_Task prompt:_
In the listing below, replace every "instance" with "occurrence" and write the lines out again with nothing else changed, leaving the pictures out.

[Raw records]
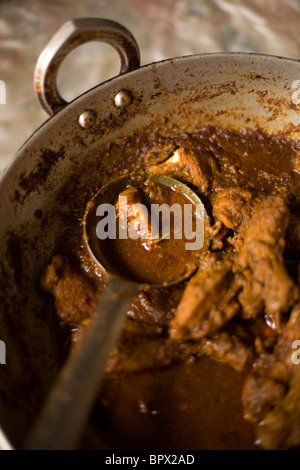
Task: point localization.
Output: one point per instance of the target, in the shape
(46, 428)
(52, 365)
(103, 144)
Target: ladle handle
(68, 406)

_Full output:_
Task: point localization.
Output: one point per occurrence of the target, in the shape
(46, 428)
(52, 365)
(103, 144)
Target: ladle handle
(68, 406)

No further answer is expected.